- [Point placement records]
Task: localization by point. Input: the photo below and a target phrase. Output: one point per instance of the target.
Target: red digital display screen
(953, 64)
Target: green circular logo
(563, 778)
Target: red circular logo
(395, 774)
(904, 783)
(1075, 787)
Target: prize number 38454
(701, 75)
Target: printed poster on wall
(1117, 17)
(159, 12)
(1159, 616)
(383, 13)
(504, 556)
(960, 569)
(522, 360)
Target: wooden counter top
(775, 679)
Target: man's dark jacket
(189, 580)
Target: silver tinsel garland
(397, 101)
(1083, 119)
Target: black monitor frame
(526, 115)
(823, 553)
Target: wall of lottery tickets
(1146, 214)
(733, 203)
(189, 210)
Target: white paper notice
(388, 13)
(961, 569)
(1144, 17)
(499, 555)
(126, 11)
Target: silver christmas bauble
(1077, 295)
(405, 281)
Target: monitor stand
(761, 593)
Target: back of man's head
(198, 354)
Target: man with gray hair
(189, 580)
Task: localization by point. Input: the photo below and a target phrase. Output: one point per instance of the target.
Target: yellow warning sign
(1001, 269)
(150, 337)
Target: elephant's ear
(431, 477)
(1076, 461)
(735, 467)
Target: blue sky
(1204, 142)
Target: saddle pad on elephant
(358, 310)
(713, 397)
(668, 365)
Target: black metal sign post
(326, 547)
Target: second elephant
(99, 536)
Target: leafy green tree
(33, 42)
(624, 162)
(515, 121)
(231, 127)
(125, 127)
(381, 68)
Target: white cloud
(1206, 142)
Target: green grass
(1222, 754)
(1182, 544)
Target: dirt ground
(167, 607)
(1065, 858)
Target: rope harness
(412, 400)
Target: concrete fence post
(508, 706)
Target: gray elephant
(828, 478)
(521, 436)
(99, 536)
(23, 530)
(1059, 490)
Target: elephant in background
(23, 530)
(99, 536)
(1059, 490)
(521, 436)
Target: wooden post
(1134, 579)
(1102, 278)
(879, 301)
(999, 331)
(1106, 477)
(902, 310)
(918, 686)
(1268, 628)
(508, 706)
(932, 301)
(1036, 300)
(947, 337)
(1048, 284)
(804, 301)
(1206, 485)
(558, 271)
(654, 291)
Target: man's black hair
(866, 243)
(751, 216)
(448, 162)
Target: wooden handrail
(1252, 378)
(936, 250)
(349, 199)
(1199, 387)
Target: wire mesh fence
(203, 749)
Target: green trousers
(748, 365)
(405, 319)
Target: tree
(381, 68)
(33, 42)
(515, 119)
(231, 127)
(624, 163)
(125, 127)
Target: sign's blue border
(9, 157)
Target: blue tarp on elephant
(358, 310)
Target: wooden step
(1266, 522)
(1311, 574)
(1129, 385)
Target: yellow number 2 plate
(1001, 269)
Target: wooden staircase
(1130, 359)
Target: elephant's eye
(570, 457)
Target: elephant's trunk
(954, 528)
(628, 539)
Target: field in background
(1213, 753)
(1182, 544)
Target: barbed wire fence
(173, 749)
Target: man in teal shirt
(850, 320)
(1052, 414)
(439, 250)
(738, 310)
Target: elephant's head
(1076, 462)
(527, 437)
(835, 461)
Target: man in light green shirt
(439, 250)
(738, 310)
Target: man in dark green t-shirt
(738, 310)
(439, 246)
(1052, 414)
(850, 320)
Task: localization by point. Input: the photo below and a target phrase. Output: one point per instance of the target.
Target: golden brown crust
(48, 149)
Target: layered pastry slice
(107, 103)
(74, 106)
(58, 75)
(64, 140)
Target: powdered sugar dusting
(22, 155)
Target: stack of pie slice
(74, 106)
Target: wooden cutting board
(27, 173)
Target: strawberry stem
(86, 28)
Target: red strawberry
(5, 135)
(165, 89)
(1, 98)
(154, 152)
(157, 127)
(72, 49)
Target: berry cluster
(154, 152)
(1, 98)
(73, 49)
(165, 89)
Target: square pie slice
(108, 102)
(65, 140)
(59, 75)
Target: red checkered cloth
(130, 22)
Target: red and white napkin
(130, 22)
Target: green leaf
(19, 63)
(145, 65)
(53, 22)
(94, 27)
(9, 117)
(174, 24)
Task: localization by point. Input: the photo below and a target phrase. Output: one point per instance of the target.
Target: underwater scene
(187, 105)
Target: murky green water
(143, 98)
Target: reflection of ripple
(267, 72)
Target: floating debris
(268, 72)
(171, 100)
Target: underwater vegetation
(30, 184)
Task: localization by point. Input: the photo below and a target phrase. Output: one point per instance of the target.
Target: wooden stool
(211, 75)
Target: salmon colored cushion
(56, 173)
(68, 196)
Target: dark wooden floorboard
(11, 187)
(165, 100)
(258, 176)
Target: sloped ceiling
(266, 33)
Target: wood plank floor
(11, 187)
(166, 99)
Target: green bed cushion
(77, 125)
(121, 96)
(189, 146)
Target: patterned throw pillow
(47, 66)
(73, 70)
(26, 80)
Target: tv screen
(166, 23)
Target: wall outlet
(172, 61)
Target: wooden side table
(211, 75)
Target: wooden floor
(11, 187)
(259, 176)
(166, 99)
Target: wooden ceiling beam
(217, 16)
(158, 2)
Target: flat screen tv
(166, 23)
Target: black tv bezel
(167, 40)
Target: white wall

- [What is being asked] Can you reproduce all the material exactly?

- [Complete response]
Task: localization by point. Input: the photo below and a target phrase. Output: one point per instance of the target.
Target: red digital display screen
(953, 64)
Target: green circular logo
(563, 778)
Target: red circular logo
(395, 774)
(904, 783)
(1075, 787)
Target: prize number 38454
(701, 75)
Target: printed poster on wall
(1117, 17)
(159, 12)
(1159, 616)
(383, 13)
(504, 556)
(960, 569)
(522, 360)
Target: wooden counter top
(775, 679)
Target: man's dark jacket
(189, 580)
Target: silver tinsel garland
(397, 101)
(1083, 119)
Target: black monitor frame
(526, 115)
(823, 553)
Target: wall of lottery tickets
(1146, 214)
(733, 203)
(189, 210)
Target: white paper notice
(388, 13)
(961, 569)
(1144, 17)
(499, 555)
(126, 11)
Target: silver christmas bauble
(1077, 295)
(405, 281)
Target: monitor stand
(761, 593)
Target: back of man's head
(198, 354)
Target: man with gray hair
(189, 580)
Task: localization by point. Input: the photo below and a target phrase. Output: one point per instance of the target.
Target: yellow warning sign
(1001, 269)
(150, 337)
Target: elephant's ear
(431, 477)
(1076, 461)
(735, 467)
Target: blue sky
(1204, 142)
Target: saddle pad on elephant
(358, 310)
(713, 397)
(668, 365)
Target: black metal sign post
(326, 547)
Target: second elephant
(99, 536)
Target: leafy green tree
(33, 42)
(624, 162)
(515, 121)
(231, 127)
(125, 127)
(381, 68)
Target: white cloud
(1206, 142)
Target: green grass
(1222, 754)
(1182, 544)
Target: dirt ground
(167, 607)
(1065, 858)
Target: rope harness
(412, 400)
Target: concrete fence post
(508, 706)
Target: gray elephant
(828, 478)
(521, 436)
(99, 536)
(23, 530)
(1059, 490)
Target: elephant in background
(23, 530)
(99, 536)
(1059, 490)
(521, 436)
Target: wooden post
(1134, 579)
(1102, 278)
(879, 301)
(999, 331)
(1106, 477)
(902, 310)
(918, 686)
(1268, 628)
(508, 706)
(932, 301)
(1036, 300)
(947, 337)
(1048, 284)
(804, 301)
(1206, 485)
(558, 271)
(654, 291)
Target: man's black hair
(866, 243)
(751, 216)
(448, 162)
Target: wooden handrail
(1252, 378)
(936, 250)
(349, 199)
(1199, 387)
Target: wire mesh fence
(203, 749)
Target: green trousers
(748, 365)
(405, 319)
Target: tree
(381, 68)
(33, 42)
(515, 119)
(231, 127)
(624, 163)
(125, 127)
Target: sign's blue border
(9, 157)
Target: blue tarp on elephant
(358, 310)
Target: wooden step
(1266, 522)
(1311, 574)
(1129, 385)
Target: yellow number 2 plate
(1001, 269)
Target: wooden staircase
(1130, 359)
Target: elephant's eye
(570, 457)
Target: elephant's trunk
(954, 528)
(628, 539)
Target: field in background
(1213, 753)
(1182, 544)
Target: barbed wire fence
(173, 749)
Target: man in teal shirt
(850, 320)
(1052, 414)
(439, 250)
(738, 310)
Target: elephant's head
(1076, 462)
(527, 437)
(835, 461)
Target: man in light green shirt
(439, 250)
(738, 310)
Target: man in dark green t-shirt
(738, 310)
(439, 246)
(1052, 414)
(850, 320)
Task: localization by point. Input: the photo below and a target phrase. Output: one point per instance of the target.
Target: golden brown crust
(48, 149)
Target: layered pastry slice
(107, 103)
(74, 106)
(58, 75)
(64, 140)
Target: powdered sugar dusting
(22, 155)
Target: stack of pie slice
(74, 106)
Target: wooden cutting board
(27, 173)
Target: strawberry stem
(86, 28)
Target: red strawberry
(5, 135)
(165, 89)
(1, 98)
(154, 152)
(157, 127)
(72, 49)
Target: berry cluster
(154, 152)
(1, 98)
(73, 49)
(165, 89)
Target: square pie slice
(108, 102)
(65, 140)
(59, 75)
Target: red checkered cloth
(130, 22)
Target: red and white napkin
(130, 22)
Target: green leaf
(19, 63)
(145, 65)
(53, 22)
(94, 27)
(9, 117)
(174, 24)
Task: localization by point. Input: the photo below and a target phrase. Output: one point per instance of the target.
Target: underwater scene
(187, 105)
Target: murky green water
(143, 98)
Target: reflection of ripple
(267, 72)
Target: floating debris
(268, 72)
(171, 100)
Target: underwater vegetation
(30, 184)
Task: localization by point. Input: the photo below and a target phrase. Output: one point per instance of the target.
Target: wooden stool
(211, 75)
Target: salmon colored cushion
(56, 173)
(68, 196)
Target: dark wooden floorboard
(11, 187)
(165, 100)
(258, 176)
Target: sloped ceiling
(266, 33)
Target: wood plank floor
(11, 187)
(166, 99)
Target: green bed cushion
(77, 125)
(121, 96)
(189, 146)
Target: patterned throw pillow
(47, 66)
(73, 70)
(26, 80)
Target: tv screen
(166, 23)
Target: wall outlet
(172, 61)
Target: wooden side table
(211, 75)
Target: wooden floor
(11, 187)
(259, 176)
(166, 99)
Target: wooden ceiling beam
(217, 16)
(158, 2)
Target: flat screen tv
(166, 23)
Target: black tv bezel
(167, 40)
Target: white wall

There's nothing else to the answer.